**What to do**: Rescale the items below, beginning at their start and stopping after the line that contains "[29,39,1008,952]", both ends included: restate every line in that span, requests included, with each bounding-box coordinate in the answers multiplied by 1.15 and rounded to a whole number, halves rounded up. Leave the pictures out of the response.
[START OF Extracted records]
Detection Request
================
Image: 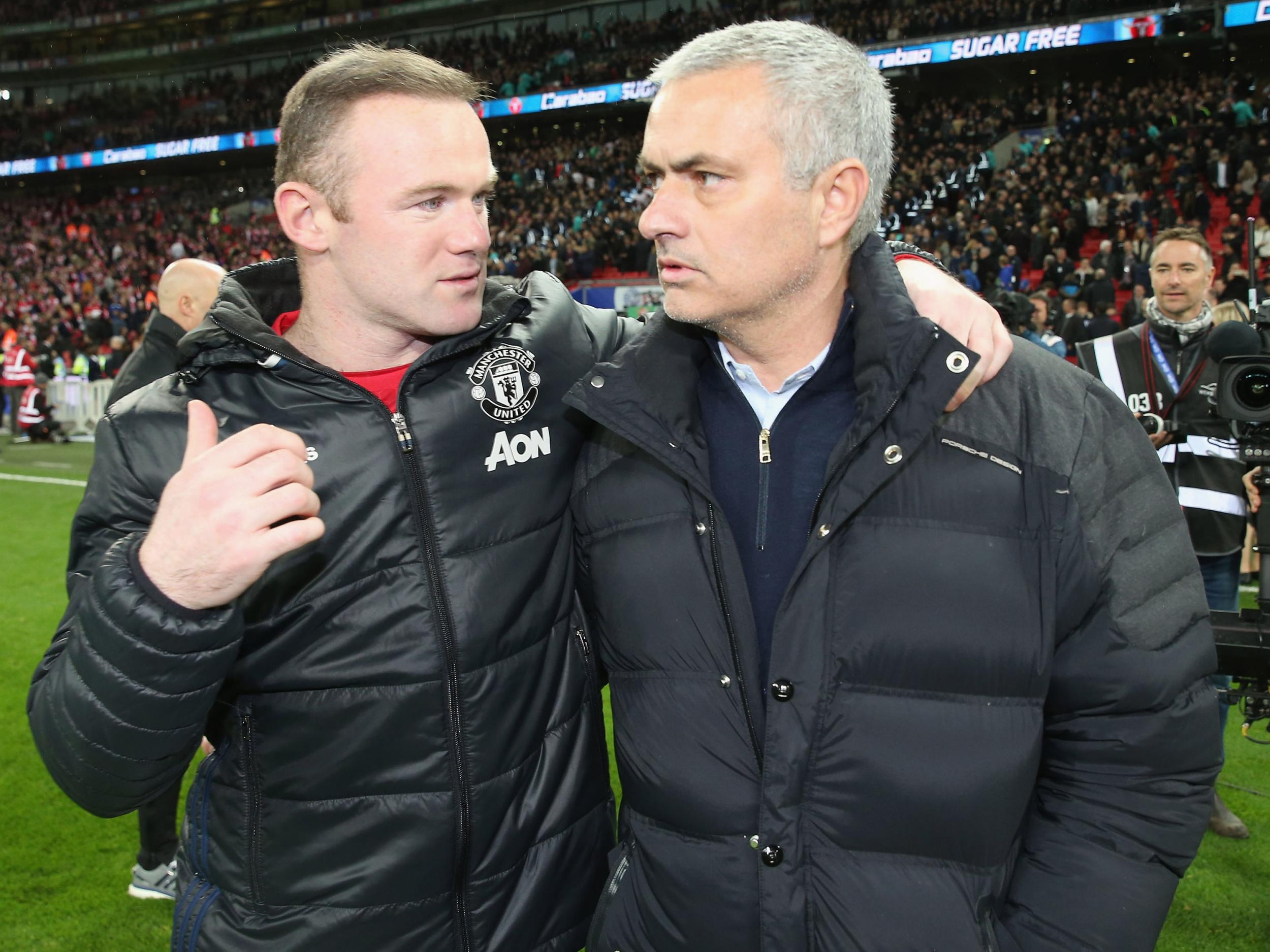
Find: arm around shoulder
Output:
[1000,383,1222,952]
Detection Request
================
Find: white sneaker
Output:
[129,860,177,899]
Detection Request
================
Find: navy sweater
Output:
[697,307,856,698]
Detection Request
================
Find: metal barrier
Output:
[48,377,113,437]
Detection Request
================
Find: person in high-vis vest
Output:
[1076,227,1249,839]
[18,373,71,443]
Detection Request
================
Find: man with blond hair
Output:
[568,23,1221,952]
[29,39,1008,952]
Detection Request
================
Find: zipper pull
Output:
[393,414,414,453]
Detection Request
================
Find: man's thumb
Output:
[182,400,220,466]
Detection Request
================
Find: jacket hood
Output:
[179,258,530,373]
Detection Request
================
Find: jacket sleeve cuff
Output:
[93,532,243,654]
[124,532,224,622]
[886,241,951,276]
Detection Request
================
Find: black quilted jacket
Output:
[29,260,638,952]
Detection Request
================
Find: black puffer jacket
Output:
[568,238,1221,952]
[29,260,638,952]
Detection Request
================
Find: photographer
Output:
[1076,228,1249,839]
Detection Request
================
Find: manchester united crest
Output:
[467,344,543,423]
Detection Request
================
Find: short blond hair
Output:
[273,43,482,222]
[1213,301,1249,324]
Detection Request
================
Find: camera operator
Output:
[987,291,1067,357]
[1076,228,1249,839]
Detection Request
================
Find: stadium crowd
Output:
[0,64,1270,388]
[0,0,1168,157]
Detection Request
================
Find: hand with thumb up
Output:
[139,400,325,609]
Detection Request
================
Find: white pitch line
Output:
[0,472,88,489]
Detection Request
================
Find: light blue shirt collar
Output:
[715,339,833,431]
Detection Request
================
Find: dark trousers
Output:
[1199,552,1244,745]
[4,387,27,437]
[137,777,182,870]
[27,420,62,443]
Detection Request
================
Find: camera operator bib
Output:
[1076,324,1247,556]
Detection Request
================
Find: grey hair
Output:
[652,20,896,251]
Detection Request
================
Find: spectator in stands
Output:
[1045,245,1076,290]
[109,258,225,406]
[1120,284,1147,327]
[14,373,71,443]
[1081,268,1115,315]
[1023,291,1067,357]
[1090,239,1124,276]
[1085,302,1120,340]
[1054,297,1090,354]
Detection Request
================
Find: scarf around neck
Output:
[1142,297,1213,338]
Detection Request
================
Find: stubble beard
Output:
[663,256,817,347]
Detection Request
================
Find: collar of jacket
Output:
[178,258,531,376]
[565,235,978,485]
[1133,321,1213,354]
[146,307,185,347]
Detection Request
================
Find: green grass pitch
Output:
[0,439,1270,952]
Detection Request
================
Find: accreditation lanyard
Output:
[1147,327,1181,393]
[1142,327,1208,420]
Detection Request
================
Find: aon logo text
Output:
[485,426,551,472]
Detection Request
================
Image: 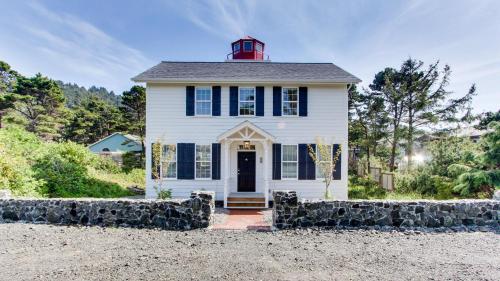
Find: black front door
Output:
[238,151,255,192]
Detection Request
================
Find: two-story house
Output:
[133,37,360,208]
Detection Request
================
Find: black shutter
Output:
[255,86,264,116]
[273,143,281,180]
[177,143,195,180]
[212,86,220,116]
[151,142,162,180]
[299,87,307,116]
[186,86,194,116]
[273,86,281,116]
[332,144,342,180]
[299,143,316,180]
[229,86,238,116]
[212,143,220,180]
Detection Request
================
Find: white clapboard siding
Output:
[146,83,348,200]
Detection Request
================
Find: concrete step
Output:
[227,201,266,209]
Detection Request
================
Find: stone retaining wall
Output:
[273,191,500,229]
[0,191,215,230]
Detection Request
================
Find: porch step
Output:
[227,201,266,209]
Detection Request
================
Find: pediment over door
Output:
[217,121,275,141]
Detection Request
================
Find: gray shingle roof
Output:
[132,61,361,83]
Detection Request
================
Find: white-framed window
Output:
[161,144,177,179]
[238,87,255,116]
[195,144,212,179]
[194,87,212,116]
[243,41,253,52]
[281,144,299,179]
[255,42,262,53]
[281,88,299,116]
[316,144,332,179]
[233,42,240,54]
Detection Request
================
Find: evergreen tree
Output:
[0,61,19,128]
[120,85,146,153]
[13,73,66,139]
[64,96,124,144]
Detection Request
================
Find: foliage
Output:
[64,97,124,144]
[9,73,65,140]
[349,176,387,199]
[427,136,480,177]
[475,110,500,130]
[122,151,144,172]
[307,137,342,199]
[120,85,146,152]
[56,81,121,108]
[0,126,133,197]
[394,166,454,199]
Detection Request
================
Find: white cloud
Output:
[0,2,153,93]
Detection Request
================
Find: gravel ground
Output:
[0,224,500,281]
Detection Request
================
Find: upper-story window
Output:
[239,87,255,116]
[243,41,253,52]
[281,88,299,116]
[195,87,212,116]
[233,42,240,54]
[281,145,298,179]
[255,43,262,53]
[196,144,212,179]
[161,144,177,179]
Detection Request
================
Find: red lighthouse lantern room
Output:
[231,36,264,61]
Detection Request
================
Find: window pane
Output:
[196,101,212,115]
[162,162,177,178]
[161,145,177,162]
[283,162,297,179]
[240,89,255,101]
[196,88,212,101]
[240,102,255,115]
[243,41,253,52]
[283,102,298,115]
[283,145,297,161]
[283,88,298,101]
[196,145,210,161]
[196,162,211,178]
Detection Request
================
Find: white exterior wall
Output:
[146,83,348,200]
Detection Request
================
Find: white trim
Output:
[281,87,300,117]
[160,143,179,180]
[238,87,257,117]
[193,86,214,117]
[281,144,299,180]
[194,143,213,180]
[243,40,253,53]
[236,148,257,193]
[217,120,275,142]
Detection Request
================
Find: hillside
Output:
[57,81,121,107]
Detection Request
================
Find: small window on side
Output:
[243,41,253,52]
[233,42,240,54]
[255,43,262,53]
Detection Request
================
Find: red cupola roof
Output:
[230,36,265,61]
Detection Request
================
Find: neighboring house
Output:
[132,37,360,208]
[88,133,142,154]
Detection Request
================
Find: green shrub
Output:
[122,151,144,173]
[348,176,386,199]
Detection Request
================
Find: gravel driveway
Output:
[0,224,500,281]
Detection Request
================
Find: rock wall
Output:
[0,191,215,230]
[273,191,500,229]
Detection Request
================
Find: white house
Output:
[132,37,360,208]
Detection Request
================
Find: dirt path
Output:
[0,224,500,281]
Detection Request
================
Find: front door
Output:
[238,151,255,192]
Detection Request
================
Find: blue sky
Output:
[0,0,500,112]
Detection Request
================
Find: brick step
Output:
[227,202,266,208]
[227,197,266,202]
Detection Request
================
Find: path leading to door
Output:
[212,209,271,231]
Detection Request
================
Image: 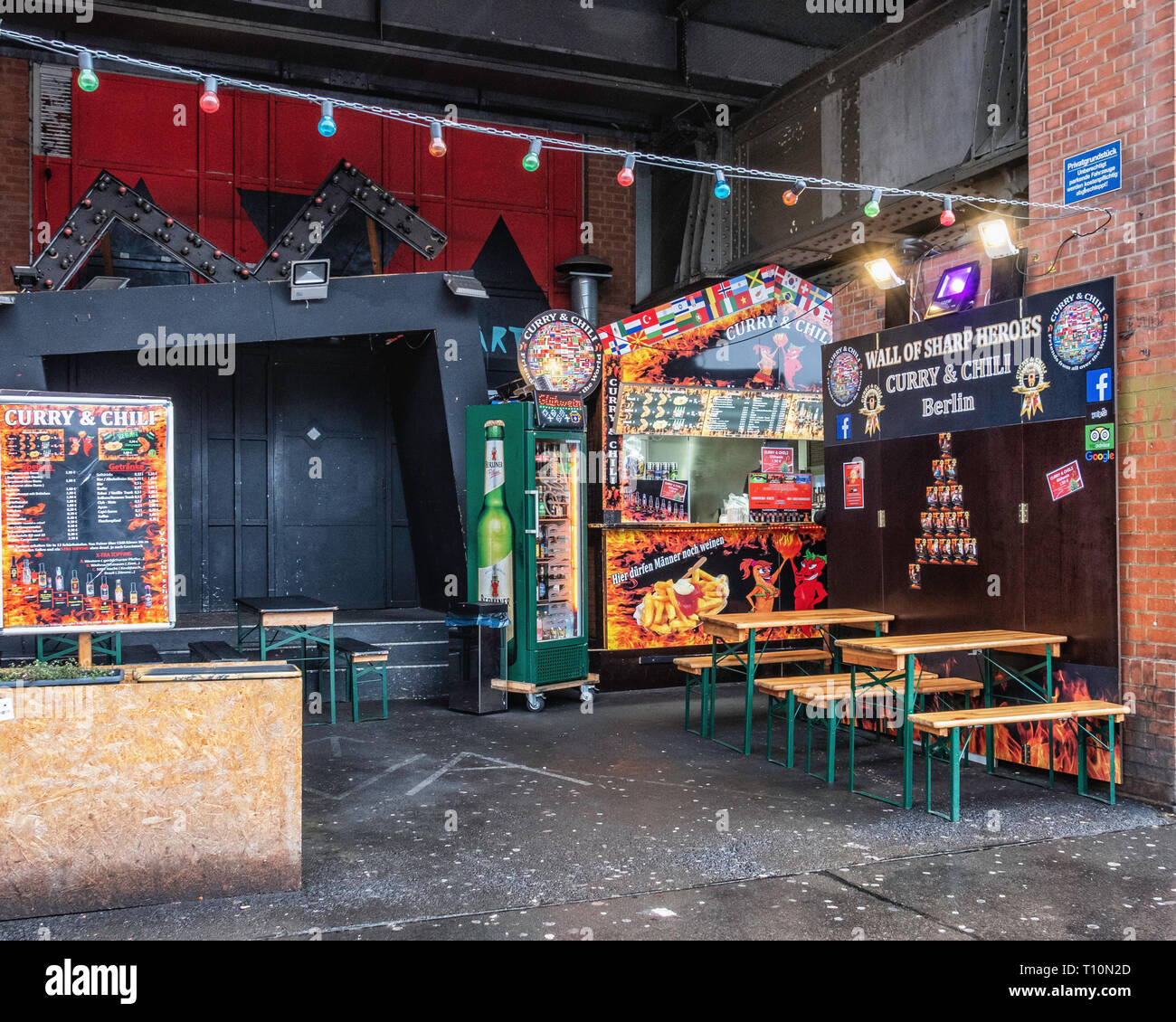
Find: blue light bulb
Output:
[318,100,336,138]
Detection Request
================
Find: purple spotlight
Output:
[926,261,980,317]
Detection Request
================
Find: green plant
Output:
[0,659,118,681]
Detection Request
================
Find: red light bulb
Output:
[200,78,220,114]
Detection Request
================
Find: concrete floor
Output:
[0,686,1176,940]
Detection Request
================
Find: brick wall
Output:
[1024,0,1176,802]
[0,58,31,290]
[584,138,640,324]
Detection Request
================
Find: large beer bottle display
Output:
[478,419,515,661]
[466,401,588,686]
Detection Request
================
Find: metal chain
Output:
[0,24,1112,219]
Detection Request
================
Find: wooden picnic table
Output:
[836,628,1067,809]
[698,607,894,755]
[232,594,338,724]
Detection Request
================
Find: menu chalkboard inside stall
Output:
[705,391,788,436]
[619,384,708,436]
[618,383,823,440]
[0,393,174,634]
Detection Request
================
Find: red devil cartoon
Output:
[784,347,801,391]
[738,557,784,614]
[788,551,830,635]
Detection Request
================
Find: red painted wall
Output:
[32,73,583,306]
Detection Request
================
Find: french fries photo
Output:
[632,567,730,635]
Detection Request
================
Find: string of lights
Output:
[0,24,1113,227]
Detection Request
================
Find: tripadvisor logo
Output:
[804,0,902,24]
[0,0,94,24]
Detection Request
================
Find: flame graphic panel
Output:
[0,399,171,631]
[604,525,826,649]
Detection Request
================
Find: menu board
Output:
[0,393,174,633]
[706,391,788,436]
[619,384,709,436]
[747,471,812,510]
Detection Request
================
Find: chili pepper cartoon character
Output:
[752,345,776,387]
[788,551,830,620]
[738,557,784,614]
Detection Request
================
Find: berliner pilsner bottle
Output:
[478,419,515,663]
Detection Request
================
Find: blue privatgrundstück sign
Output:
[1062,138,1124,206]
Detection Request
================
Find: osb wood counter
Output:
[0,677,302,919]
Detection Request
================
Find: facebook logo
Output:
[END OF Extracted records]
**Solution to this problem**:
Detection Request
================
Image: 
Find: arm around shoulder
Output:
[1150,440,1405,1095]
Detection Request
================
Find: white sneaker
Output:
[148,989,204,1034]
Detection Request
================
Find: navy sweater
Output:
[802,353,984,803]
Detection Request
================
Find: metal barrier
Output:
[55,434,130,503]
Detection Request
================
Find: person in high-vis vest
Output:
[1237,261,1436,965]
[21,429,82,509]
Detection Request
================
Find: man with blond hair
Output:
[653,26,1404,1095]
[33,45,1159,1095]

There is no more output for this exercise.